— begin STORED DATA —

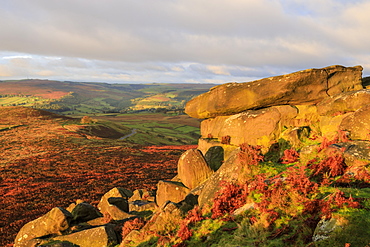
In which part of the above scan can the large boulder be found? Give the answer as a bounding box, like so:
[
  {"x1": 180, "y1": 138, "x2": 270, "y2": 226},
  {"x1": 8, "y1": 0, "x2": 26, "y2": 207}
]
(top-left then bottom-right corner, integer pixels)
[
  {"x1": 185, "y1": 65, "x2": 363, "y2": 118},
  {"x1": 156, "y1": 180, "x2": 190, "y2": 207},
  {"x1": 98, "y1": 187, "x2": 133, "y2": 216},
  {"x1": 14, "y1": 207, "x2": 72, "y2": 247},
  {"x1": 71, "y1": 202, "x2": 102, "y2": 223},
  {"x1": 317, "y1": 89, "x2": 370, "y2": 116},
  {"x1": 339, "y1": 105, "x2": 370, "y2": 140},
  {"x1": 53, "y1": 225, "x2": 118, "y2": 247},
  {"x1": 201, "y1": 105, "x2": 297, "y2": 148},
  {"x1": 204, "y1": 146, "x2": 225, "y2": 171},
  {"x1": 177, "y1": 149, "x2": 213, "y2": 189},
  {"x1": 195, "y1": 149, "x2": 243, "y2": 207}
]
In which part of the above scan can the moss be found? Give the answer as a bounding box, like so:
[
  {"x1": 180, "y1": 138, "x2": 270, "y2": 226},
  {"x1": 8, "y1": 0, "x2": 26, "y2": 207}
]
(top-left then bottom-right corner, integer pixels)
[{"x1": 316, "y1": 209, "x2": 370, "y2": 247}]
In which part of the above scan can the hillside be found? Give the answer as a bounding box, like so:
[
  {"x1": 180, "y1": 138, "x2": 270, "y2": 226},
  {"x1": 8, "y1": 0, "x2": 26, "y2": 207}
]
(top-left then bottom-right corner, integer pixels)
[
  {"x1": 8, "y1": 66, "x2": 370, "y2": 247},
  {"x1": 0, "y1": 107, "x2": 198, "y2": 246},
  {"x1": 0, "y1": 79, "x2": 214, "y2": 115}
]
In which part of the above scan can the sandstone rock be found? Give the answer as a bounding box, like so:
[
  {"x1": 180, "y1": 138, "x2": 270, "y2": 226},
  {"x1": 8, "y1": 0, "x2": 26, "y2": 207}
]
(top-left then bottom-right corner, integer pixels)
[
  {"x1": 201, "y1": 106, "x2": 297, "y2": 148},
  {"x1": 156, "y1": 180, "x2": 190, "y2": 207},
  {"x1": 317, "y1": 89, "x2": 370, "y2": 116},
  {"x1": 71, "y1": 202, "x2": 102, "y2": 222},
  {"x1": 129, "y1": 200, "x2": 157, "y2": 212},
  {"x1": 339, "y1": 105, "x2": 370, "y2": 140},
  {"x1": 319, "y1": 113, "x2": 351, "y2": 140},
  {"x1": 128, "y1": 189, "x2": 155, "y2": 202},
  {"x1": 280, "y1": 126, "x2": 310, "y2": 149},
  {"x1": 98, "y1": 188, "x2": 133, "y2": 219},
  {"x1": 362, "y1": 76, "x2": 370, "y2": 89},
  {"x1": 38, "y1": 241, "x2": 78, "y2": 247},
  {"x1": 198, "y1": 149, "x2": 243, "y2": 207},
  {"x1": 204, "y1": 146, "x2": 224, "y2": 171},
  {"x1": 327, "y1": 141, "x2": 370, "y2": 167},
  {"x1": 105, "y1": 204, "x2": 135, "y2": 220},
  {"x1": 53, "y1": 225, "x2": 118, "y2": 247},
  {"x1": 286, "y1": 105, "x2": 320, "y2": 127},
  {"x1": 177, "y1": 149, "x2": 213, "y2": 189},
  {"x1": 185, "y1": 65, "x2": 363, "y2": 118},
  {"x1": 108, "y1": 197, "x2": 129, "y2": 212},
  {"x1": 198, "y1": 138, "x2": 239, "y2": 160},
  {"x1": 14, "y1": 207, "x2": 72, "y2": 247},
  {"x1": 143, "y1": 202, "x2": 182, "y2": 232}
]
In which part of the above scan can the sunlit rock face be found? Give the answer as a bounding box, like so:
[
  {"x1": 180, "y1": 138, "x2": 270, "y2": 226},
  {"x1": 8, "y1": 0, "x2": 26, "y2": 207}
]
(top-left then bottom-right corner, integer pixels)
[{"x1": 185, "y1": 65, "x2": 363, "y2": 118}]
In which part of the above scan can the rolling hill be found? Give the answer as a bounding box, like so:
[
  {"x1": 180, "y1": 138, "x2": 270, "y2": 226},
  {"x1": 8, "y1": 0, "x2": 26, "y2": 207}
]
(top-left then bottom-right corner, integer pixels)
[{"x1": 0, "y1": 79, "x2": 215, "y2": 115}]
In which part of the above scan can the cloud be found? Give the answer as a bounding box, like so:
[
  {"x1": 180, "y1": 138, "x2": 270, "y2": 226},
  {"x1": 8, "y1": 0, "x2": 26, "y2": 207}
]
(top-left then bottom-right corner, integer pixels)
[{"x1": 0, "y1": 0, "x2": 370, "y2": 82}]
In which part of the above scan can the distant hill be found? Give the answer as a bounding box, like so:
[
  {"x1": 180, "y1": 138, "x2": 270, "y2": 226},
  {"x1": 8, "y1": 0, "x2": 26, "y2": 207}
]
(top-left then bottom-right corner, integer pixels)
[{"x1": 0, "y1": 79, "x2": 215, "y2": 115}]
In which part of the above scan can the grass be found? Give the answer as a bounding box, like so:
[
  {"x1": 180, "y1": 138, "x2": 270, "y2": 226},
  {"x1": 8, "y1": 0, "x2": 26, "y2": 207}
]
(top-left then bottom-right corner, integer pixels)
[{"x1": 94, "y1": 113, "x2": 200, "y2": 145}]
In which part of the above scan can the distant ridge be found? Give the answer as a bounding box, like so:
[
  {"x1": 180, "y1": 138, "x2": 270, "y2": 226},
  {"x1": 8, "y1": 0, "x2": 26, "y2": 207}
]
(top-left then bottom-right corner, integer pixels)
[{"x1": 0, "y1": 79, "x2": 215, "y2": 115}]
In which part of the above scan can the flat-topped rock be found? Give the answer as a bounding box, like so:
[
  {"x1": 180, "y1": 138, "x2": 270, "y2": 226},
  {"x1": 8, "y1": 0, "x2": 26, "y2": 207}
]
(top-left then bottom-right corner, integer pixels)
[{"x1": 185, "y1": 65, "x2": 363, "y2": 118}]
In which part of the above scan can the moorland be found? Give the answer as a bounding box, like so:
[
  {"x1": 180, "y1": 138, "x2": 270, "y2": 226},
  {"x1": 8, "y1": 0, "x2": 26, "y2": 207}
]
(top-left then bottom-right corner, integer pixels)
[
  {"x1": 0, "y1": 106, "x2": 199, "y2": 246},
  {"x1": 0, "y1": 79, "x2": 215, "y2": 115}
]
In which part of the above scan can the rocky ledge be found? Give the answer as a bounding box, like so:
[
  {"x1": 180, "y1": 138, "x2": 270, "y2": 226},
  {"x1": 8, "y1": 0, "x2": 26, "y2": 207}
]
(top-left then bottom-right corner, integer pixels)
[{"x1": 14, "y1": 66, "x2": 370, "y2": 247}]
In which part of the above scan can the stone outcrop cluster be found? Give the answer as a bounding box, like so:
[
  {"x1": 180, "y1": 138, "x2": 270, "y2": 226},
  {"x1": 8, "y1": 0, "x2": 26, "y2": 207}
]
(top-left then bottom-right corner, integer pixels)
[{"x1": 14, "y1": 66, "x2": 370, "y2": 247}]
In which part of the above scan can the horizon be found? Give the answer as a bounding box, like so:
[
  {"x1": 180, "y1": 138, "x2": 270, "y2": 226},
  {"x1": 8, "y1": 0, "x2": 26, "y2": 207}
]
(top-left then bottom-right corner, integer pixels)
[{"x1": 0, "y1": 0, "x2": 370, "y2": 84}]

— end STORED DATA —
— begin STORED DATA —

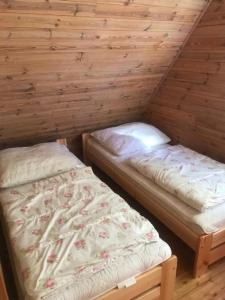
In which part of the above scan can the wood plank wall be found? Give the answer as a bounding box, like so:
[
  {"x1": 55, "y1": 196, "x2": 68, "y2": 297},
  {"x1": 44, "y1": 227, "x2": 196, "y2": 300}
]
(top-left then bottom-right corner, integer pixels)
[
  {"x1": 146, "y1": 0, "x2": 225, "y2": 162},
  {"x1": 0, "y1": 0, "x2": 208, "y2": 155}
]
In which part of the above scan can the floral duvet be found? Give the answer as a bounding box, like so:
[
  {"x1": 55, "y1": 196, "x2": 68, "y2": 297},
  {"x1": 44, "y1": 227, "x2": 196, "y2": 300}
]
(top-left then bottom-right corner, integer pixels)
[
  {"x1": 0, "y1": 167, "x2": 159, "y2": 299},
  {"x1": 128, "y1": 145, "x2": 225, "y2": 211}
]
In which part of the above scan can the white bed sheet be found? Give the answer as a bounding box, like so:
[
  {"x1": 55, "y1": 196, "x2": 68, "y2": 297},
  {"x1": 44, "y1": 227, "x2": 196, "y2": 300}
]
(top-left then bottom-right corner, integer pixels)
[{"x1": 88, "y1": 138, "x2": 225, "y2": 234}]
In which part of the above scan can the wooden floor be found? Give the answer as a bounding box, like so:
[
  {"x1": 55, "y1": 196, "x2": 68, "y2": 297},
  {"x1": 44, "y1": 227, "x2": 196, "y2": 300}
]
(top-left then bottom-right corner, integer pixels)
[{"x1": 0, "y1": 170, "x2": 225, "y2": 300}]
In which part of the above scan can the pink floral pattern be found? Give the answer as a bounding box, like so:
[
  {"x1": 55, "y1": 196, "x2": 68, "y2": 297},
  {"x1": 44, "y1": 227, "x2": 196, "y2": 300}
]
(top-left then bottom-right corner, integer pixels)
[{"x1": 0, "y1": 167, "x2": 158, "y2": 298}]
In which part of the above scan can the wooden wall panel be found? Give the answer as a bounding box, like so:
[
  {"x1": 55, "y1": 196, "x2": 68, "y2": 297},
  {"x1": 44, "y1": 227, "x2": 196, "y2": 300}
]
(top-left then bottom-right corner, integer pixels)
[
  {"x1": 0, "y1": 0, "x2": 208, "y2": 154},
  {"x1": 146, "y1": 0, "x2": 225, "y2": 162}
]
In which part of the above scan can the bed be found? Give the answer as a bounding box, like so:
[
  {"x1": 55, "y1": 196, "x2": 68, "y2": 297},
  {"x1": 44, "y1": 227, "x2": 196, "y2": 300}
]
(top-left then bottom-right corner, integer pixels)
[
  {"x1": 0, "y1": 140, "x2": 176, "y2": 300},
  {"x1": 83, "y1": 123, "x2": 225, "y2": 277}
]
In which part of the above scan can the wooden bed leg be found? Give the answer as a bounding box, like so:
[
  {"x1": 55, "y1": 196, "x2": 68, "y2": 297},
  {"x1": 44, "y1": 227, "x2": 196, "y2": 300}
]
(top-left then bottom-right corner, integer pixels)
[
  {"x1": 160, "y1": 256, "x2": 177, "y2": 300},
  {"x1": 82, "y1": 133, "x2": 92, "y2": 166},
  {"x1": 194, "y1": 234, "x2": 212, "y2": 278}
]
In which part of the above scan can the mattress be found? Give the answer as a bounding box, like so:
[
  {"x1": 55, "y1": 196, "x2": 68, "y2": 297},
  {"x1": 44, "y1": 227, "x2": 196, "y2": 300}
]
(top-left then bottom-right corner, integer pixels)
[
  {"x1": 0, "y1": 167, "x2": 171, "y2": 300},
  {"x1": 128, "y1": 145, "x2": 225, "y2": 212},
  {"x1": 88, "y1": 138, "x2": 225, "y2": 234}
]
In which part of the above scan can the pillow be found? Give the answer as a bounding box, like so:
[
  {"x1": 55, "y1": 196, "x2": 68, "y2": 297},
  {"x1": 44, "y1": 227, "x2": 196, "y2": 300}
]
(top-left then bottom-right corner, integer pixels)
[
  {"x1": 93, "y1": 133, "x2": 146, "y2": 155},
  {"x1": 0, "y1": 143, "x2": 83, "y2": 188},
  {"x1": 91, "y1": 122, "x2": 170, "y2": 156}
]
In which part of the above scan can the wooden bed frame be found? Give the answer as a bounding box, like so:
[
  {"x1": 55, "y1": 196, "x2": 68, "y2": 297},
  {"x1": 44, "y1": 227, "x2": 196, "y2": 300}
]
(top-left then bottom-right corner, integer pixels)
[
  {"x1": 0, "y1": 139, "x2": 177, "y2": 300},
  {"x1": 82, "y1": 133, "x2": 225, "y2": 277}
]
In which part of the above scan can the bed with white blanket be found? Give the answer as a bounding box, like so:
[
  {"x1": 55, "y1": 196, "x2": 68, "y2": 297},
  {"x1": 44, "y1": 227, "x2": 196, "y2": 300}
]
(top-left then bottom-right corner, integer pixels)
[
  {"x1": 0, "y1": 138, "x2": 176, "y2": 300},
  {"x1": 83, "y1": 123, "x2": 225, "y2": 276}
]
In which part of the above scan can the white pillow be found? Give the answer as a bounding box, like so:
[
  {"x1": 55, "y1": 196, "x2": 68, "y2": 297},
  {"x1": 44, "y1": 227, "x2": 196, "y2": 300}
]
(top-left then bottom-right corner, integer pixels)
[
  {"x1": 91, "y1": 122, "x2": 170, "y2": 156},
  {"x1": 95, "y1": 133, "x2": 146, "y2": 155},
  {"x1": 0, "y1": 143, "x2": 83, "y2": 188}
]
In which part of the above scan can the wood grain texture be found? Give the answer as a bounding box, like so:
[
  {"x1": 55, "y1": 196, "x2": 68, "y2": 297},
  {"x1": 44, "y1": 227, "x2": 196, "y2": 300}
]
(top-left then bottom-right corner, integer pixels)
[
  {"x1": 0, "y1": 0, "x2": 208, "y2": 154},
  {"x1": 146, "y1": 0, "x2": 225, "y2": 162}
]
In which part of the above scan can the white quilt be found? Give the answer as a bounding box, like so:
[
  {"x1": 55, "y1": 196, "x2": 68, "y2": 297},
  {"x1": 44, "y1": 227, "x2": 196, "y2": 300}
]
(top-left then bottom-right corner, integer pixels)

— end STORED DATA —

§ **WHAT TO DO**:
Report every line of the entries above that contains the word "distant", treating uppercase and lowercase as different.

§ **OUTPUT**:
In which part of the above scan can the distant hill be found? Give the answer as a bounding box, like so:
In which part of the above scan can the distant ridge be found? Give the answer as a bounding box, like so:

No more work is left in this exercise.